Start of Block

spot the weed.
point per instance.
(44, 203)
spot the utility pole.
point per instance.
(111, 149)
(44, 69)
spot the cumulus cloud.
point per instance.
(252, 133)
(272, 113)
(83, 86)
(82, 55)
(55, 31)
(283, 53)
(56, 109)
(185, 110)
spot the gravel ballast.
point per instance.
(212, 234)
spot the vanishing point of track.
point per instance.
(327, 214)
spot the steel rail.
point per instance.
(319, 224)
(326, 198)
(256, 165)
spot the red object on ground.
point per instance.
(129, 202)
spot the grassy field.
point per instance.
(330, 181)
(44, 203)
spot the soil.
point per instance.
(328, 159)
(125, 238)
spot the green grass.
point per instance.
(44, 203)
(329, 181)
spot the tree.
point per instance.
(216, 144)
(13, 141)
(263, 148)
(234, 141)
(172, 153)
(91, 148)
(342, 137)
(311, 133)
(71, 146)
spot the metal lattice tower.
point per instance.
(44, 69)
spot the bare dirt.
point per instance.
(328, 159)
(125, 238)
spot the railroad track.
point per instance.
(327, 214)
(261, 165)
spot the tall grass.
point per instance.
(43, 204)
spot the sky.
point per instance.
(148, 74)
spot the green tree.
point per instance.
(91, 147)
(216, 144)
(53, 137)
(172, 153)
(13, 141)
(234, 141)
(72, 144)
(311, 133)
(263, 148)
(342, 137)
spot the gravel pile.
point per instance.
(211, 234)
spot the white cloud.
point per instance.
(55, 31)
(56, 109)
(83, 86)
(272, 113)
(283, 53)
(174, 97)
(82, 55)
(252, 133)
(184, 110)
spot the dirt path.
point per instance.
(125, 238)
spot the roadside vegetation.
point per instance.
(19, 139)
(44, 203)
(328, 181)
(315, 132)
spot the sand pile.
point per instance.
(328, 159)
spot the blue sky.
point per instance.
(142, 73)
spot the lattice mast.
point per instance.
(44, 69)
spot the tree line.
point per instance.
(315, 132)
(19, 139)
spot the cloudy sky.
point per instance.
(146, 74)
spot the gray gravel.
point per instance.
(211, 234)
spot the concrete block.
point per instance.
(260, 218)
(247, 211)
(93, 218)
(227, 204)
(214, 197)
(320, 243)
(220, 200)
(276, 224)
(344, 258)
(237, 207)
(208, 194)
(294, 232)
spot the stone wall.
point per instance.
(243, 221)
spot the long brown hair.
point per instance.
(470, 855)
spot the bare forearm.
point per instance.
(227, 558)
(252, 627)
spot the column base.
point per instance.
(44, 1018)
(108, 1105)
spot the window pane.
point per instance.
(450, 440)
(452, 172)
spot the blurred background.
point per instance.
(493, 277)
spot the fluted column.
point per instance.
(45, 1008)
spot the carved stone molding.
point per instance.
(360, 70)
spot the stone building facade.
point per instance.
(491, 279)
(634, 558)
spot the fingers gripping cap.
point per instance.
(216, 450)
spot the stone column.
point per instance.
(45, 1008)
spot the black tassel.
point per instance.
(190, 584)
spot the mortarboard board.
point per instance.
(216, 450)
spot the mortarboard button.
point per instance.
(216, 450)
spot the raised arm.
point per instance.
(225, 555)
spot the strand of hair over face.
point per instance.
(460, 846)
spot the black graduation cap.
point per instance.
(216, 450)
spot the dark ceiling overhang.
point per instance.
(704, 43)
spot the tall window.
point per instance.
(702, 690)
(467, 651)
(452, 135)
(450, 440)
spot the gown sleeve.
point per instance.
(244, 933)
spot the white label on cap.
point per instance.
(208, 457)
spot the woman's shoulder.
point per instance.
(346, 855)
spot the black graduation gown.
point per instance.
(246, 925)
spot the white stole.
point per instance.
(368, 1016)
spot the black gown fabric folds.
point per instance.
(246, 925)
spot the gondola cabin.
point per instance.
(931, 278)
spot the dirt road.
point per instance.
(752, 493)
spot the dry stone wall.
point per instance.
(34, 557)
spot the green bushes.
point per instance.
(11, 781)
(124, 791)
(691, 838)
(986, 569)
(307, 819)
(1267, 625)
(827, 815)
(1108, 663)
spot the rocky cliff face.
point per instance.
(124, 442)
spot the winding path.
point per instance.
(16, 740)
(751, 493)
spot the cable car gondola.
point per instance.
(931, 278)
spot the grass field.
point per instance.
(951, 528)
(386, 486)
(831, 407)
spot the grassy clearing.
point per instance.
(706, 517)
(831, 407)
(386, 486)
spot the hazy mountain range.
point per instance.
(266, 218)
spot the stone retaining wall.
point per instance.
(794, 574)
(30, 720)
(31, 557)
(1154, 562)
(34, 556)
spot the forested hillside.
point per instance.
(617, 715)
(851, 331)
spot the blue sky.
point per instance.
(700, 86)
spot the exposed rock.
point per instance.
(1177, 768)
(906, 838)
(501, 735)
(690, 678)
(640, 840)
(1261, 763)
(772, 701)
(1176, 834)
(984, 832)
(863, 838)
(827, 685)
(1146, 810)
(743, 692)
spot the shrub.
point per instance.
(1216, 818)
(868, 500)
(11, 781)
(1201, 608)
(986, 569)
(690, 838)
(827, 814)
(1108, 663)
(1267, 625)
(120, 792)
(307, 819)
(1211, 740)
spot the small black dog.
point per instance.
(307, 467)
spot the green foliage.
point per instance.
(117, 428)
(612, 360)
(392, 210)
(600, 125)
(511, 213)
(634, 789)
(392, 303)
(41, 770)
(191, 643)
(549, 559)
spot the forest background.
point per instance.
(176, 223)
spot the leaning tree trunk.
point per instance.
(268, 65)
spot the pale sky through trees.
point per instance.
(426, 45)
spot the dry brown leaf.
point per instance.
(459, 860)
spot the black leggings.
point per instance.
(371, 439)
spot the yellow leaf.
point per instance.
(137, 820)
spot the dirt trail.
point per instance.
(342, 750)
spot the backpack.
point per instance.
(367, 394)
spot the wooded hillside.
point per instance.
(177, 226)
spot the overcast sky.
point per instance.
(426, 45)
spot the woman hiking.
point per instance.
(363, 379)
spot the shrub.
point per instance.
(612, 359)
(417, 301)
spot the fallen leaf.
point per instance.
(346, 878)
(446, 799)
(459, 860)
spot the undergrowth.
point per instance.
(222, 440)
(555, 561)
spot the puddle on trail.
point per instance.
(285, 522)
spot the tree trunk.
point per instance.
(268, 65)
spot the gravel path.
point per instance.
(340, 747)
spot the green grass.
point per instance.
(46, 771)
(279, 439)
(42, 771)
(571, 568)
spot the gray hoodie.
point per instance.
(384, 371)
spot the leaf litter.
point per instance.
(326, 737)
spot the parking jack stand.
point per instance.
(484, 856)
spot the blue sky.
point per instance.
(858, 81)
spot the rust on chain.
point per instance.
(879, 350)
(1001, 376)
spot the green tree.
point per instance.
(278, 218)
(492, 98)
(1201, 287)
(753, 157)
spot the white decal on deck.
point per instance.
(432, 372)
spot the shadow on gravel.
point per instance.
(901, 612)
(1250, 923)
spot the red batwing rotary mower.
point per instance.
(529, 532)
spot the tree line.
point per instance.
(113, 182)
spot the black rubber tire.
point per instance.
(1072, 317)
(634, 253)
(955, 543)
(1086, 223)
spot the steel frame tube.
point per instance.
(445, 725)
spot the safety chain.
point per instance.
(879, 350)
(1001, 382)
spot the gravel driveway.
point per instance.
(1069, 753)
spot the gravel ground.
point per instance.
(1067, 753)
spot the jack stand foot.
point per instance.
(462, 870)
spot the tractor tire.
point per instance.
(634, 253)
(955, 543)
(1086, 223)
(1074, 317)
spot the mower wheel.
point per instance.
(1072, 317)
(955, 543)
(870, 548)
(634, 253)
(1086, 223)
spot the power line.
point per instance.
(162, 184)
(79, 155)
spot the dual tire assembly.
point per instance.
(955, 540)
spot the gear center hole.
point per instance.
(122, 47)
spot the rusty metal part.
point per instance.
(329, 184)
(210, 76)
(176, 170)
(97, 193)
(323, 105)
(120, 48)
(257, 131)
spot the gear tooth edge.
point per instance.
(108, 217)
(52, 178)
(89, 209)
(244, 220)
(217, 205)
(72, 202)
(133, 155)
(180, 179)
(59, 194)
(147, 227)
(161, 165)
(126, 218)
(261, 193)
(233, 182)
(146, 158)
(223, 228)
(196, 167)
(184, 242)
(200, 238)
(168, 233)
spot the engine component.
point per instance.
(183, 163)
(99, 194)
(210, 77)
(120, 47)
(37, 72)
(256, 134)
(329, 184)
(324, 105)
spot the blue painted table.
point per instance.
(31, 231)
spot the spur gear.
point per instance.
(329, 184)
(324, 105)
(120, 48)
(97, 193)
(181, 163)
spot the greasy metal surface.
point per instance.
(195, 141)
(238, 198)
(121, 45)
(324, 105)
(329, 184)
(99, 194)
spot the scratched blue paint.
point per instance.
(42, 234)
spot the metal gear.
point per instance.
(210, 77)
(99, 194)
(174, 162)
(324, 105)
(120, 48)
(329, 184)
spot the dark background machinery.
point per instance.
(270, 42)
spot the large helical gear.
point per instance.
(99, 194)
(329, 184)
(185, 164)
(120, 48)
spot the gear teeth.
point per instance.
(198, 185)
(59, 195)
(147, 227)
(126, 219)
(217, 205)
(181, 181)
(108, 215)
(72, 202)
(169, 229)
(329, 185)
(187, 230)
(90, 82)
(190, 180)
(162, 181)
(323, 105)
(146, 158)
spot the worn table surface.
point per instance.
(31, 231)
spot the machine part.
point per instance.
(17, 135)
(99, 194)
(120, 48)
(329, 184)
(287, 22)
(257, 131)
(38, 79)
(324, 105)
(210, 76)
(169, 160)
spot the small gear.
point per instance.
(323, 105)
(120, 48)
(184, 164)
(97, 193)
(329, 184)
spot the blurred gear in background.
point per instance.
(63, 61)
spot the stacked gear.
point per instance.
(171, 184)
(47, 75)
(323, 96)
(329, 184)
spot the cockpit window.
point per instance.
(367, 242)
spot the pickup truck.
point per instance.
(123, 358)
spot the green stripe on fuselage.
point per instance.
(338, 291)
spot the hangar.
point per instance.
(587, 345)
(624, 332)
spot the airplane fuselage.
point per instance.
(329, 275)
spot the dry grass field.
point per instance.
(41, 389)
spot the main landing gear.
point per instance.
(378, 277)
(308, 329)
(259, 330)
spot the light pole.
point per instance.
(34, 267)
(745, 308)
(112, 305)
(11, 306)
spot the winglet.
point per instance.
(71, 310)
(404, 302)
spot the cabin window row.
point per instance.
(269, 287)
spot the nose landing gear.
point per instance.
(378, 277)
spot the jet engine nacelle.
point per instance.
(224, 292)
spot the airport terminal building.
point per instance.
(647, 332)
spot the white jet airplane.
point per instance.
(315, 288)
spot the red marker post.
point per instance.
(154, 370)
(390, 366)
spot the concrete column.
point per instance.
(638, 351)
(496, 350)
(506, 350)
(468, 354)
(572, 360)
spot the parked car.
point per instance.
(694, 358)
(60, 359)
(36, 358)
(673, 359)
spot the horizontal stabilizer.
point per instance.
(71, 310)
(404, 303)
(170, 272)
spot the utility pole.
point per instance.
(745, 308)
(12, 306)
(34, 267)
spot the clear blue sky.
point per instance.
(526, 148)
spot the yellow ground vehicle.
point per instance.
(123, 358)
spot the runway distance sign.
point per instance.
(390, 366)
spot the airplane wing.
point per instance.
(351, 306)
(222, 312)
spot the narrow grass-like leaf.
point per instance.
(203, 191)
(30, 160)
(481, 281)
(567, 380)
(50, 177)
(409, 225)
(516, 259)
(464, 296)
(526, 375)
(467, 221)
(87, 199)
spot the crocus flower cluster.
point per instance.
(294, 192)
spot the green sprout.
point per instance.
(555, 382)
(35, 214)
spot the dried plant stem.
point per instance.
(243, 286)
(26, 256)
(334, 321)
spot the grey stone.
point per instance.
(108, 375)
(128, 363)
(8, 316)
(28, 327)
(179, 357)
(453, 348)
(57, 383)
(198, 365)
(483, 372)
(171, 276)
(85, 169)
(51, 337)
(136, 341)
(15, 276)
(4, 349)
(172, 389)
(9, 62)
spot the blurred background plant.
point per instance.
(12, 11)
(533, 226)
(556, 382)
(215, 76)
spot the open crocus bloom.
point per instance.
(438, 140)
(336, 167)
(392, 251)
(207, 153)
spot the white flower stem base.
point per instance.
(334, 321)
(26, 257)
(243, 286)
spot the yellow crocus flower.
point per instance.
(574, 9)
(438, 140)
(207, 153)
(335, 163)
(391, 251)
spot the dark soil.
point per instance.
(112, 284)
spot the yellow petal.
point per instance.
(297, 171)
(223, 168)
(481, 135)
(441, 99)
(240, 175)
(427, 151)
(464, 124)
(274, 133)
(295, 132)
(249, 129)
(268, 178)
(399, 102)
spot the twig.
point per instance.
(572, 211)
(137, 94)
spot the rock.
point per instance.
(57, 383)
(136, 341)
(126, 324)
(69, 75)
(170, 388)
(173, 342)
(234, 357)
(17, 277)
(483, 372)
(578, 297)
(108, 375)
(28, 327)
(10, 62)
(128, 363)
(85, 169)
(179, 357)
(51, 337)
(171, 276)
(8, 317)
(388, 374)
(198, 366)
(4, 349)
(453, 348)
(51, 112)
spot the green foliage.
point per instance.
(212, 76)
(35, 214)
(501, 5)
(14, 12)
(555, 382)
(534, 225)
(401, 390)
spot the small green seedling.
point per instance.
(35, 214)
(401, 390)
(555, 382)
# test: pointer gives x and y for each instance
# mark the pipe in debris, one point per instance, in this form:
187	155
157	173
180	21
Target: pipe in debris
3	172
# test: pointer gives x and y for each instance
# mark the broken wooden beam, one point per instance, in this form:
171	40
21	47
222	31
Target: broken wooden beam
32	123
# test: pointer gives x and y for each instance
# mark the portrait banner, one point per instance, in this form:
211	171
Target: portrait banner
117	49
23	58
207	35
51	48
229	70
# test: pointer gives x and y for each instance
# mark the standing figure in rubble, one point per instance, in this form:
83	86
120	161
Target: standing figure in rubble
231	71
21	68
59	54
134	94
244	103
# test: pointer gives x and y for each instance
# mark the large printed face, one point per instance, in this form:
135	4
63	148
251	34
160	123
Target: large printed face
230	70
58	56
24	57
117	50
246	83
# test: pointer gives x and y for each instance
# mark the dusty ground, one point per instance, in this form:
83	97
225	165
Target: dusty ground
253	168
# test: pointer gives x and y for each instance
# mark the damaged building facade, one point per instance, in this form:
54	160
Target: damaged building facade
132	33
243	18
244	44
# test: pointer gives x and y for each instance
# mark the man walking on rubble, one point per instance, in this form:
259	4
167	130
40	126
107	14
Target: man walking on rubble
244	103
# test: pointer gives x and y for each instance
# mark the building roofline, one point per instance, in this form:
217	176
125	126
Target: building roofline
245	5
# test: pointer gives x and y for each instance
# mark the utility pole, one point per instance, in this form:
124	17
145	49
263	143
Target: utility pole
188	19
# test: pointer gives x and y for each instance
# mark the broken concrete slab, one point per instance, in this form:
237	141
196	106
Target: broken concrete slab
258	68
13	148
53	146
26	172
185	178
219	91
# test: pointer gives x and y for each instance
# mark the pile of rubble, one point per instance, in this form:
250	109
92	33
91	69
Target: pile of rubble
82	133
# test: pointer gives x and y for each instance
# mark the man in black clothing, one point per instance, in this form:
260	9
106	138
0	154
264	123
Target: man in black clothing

End of Block

▶ **Instructions to follow**
Copy the lines from the one with "Target: large printed face" through the last line of the material above, exactly as they are and with no others.

▶ **Your response**
Target: large printed face
230	70
58	56
24	57
117	50
246	83
# test: pointer gives x and y for each instance
# mark the dusty ground, one point per instance, in this form:
83	97
225	165
Target: dusty ground
253	168
# test: pointer gives x and y for each instance
# mark the damaged building facade, one point per instance, in this form:
54	160
Target: damaged building facade
132	33
243	18
244	44
# test: pointer gives x and y for each instance
# mark the man walking on rubble, one point per instance, in this form:
259	4
167	130
40	126
107	14
Target: man walking on rubble
244	103
# test: pointer gives x and y for each instance
# mark the building roofline, one point per instance, in this form:
217	176
125	126
Target: building roofline
245	5
# test: pointer gives x and y for each instance
# mark the utility pole, one point per instance, in this form:
124	17
145	49
263	143
Target: utility pole
188	19
# test: pointer gives x and y for each instance
# mark the broken concrete slab, one point per instance, in this form:
237	141
196	106
Target: broken concrete slab
258	68
13	148
53	146
26	172
185	178
219	91
# test: pointer gives x and y for each instance
# mark the pile of rubble, one point per instance, in this form:
250	109
92	33
91	69
Target: pile of rubble
82	133
# test: pointer gives x and y for each instance
# mark the man in black clothing, one point per instance, in this form:
260	9
106	138
0	154
264	123
Target: man in black clothing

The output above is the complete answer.